[Start]

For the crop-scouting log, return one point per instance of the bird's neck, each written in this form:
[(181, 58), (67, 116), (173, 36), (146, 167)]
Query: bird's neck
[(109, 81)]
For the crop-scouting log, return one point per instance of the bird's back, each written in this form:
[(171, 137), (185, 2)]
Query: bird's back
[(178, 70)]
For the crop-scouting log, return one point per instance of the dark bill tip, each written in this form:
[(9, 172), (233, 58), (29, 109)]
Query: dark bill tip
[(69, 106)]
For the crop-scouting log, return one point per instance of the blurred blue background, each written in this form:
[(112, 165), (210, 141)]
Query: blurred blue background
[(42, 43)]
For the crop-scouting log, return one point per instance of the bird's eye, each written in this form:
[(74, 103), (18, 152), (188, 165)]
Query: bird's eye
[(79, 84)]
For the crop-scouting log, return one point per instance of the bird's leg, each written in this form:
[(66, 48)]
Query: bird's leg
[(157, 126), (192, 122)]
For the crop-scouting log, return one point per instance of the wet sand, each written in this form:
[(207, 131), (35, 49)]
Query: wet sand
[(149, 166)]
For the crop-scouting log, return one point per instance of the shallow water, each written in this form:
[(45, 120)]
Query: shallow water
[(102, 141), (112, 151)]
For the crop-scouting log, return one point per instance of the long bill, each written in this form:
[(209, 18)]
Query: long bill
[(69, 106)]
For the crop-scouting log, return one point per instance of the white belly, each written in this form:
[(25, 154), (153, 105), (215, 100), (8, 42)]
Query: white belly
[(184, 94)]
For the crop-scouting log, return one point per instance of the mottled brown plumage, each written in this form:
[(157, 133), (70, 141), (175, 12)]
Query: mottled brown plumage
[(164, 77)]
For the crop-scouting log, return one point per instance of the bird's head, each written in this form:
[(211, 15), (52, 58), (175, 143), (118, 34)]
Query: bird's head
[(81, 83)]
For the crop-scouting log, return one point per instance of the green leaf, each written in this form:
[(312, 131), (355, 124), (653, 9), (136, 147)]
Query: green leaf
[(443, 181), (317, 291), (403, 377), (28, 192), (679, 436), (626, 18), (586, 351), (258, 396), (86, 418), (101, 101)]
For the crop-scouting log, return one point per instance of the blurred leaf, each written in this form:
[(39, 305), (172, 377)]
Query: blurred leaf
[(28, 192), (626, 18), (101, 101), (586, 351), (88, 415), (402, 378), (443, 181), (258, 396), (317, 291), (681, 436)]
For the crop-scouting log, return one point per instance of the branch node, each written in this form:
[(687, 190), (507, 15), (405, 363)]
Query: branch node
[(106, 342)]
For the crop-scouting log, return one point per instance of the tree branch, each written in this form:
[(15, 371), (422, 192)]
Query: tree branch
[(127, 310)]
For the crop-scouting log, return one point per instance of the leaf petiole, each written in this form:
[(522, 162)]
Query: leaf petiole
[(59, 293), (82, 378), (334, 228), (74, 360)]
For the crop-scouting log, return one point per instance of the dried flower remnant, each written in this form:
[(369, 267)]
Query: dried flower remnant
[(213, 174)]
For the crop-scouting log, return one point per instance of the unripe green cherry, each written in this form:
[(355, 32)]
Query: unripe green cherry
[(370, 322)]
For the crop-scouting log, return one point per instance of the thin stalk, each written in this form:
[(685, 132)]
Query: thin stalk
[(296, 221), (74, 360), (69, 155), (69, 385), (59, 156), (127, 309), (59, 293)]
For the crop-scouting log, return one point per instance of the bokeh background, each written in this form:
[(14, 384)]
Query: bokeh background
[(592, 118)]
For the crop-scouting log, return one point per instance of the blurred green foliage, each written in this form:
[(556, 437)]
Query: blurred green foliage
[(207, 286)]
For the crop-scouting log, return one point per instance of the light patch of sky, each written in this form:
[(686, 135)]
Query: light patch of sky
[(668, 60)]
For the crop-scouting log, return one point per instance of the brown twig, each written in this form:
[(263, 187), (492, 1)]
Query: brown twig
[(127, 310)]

[End]

▸ Problem
Can you format every line of the records above as a Markdown table with the columns Row and Line, numbering each line and leaving out any blank lines?

▸ Correct response
| Row | Line |
|---|---|
| 1 | For the crop-scouting log, return one point per instance of the bird's neck, each written in this form: |
| 2 | [(181, 58), (67, 116), (173, 36), (146, 167)] |
| 3 | Query: bird's neck |
| 4 | [(109, 81)] |
| 5 | For the crop-scouting log, return one point per instance of the bird's back, each written in this form: |
| 6 | [(171, 137), (185, 2)] |
| 7 | Query: bird's back |
| 8 | [(178, 70)] |
| 9 | For the crop-scouting log, return one point per instance of the dark bill tip, each written in this form: |
| 10 | [(9, 172), (233, 58), (29, 109)] |
| 11 | Query: dark bill tip |
| 12 | [(69, 106)] |
| 13 | For the crop-scouting log, return one point per instance of the blurred blue background, each written in this form: |
| 14 | [(112, 165), (210, 141)] |
| 15 | Query: blurred blue background |
| 16 | [(42, 43)] |
| 17 | For the crop-scouting log, return one point per instance of the bird's eye, each written in this form: |
| 18 | [(74, 103), (18, 152), (188, 165)] |
| 19 | Query: bird's eye |
| 20 | [(79, 84)] |
| 21 | For the crop-scouting log, return one point per instance of the bird's leg, each written in this form: |
| 22 | [(66, 48)] |
| 23 | Query: bird's leg |
| 24 | [(157, 126), (192, 122)] |
| 25 | For the crop-scouting log, return one point per instance of the wet sand, each written in this form: |
| 26 | [(207, 131), (35, 49)] |
| 27 | Query: wet sand |
| 28 | [(149, 166)] |
| 29 | For the crop-scouting log, return one point per instance of the shallow water, each written in this form: |
| 30 | [(45, 120)] |
| 31 | Query: shallow water |
| 32 | [(102, 141), (112, 151)] |
| 33 | For the crop-scouting log, return one point per instance of the long bill, each written in this form: |
| 34 | [(209, 18)] |
| 35 | Query: long bill |
| 36 | [(69, 106)] |
| 37 | For the crop-scouting log, return one point per instance of the white belly, each written in this form: |
| 38 | [(25, 154), (153, 105), (215, 100), (8, 42)] |
| 39 | Query: white belly |
| 40 | [(184, 94)] |
| 41 | For the crop-scouting log, return one point per instance of the mottled brown plumage, each written in this form: |
| 42 | [(157, 133), (70, 141), (175, 12)] |
| 43 | Query: mottled brown plumage |
| 44 | [(164, 77)] |
| 45 | For the crop-scouting log, return one point per instance of the bird's head, each written in this form: |
| 46 | [(211, 15), (52, 58), (175, 143), (118, 34)] |
| 47 | Query: bird's head |
| 48 | [(81, 83)] |
| 49 | For the crop-scouting log, return one point per instance of the green leaf, each written in this form: |
| 50 | [(312, 131), (355, 124), (653, 9), (136, 147)] |
| 51 | Query: green leaf |
| 52 | [(443, 181), (317, 291), (403, 377), (28, 192), (679, 436), (626, 18), (586, 351), (258, 396), (86, 418), (101, 101)] |
| 53 | For the crop-scouting log, return one point per instance of the blurred leaf, each written in this form: |
| 54 | [(39, 305), (172, 377)] |
| 55 | Query: blurred leaf |
| 56 | [(28, 192), (626, 18), (101, 101), (586, 351), (88, 415), (402, 378), (443, 181), (258, 396), (317, 291), (681, 436)] |
| 57 | For the crop-scouting log, return one point per instance of the branch node, each written in this form: |
| 58 | [(687, 190), (507, 15), (405, 363)] |
| 59 | Query: branch node |
| 60 | [(106, 342)] |
| 61 | For the crop-scouting log, return one point per instance of the tree branch, each written in this form: |
| 62 | [(15, 371), (422, 192)] |
| 63 | Query: tree branch |
| 64 | [(127, 310)] |
| 65 | For the crop-scouting log, return one point per instance of the leaf petiole, each written in this form: |
| 66 | [(522, 162)] |
| 67 | Query: leaf petiole |
| 68 | [(59, 293), (82, 378), (334, 228), (74, 360)] |
| 69 | For the crop-scouting log, return one point per instance of the dried flower remnant, each written in this form: |
| 70 | [(369, 267)] |
| 71 | Query: dried flower remnant |
| 72 | [(213, 174)] |
| 73 | For the crop-scouting log, return one point per instance of the unripe green cherry, each written in this form: |
| 74 | [(355, 32)] |
| 75 | Query: unripe green cherry |
| 76 | [(370, 322)] |
| 77 | For the crop-scouting log, return one point per instance of the thin stalk, each written in this form: |
| 78 | [(685, 132)] |
| 79 | Query: thin stalk |
| 80 | [(296, 221), (74, 360), (69, 155), (69, 385), (59, 156), (127, 309), (59, 293)] |
| 81 | For the crop-scouting log, return one point per instance of the bokeh background, each written in this form: |
| 82 | [(14, 384)] |
| 83 | Query: bokeh background |
| 84 | [(592, 118)] |
| 85 | For the crop-scouting log, return one point per instance of the blurred green foliage, each written in this form: |
| 86 | [(556, 437)] |
| 87 | Query: blurred green foliage |
| 88 | [(207, 286)] |
| 89 | For the crop-scouting log, return one point per instance of the light patch of sky, each written in this form: |
| 90 | [(686, 135)] |
| 91 | Query: light patch of sky |
| 92 | [(668, 60)] |
| 93 | For the crop-scouting log, return one point per instance of the brown twig, each written in this form: |
| 94 | [(263, 187), (492, 1)] |
| 95 | Query: brown twig |
| 96 | [(127, 310)] |